___ Information shown

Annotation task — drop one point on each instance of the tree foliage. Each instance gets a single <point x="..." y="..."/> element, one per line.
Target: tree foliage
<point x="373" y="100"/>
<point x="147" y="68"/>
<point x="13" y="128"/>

______

**Problem statement:** Print all of the lines above so that each one matches its original exactly.

**Exercise solution:**
Annotation task — drop one point on each instance of the tree foliage. Each instance gets a single <point x="..." y="..."/> element, one per line.
Target: tree foliage
<point x="373" y="100"/>
<point x="147" y="68"/>
<point x="13" y="128"/>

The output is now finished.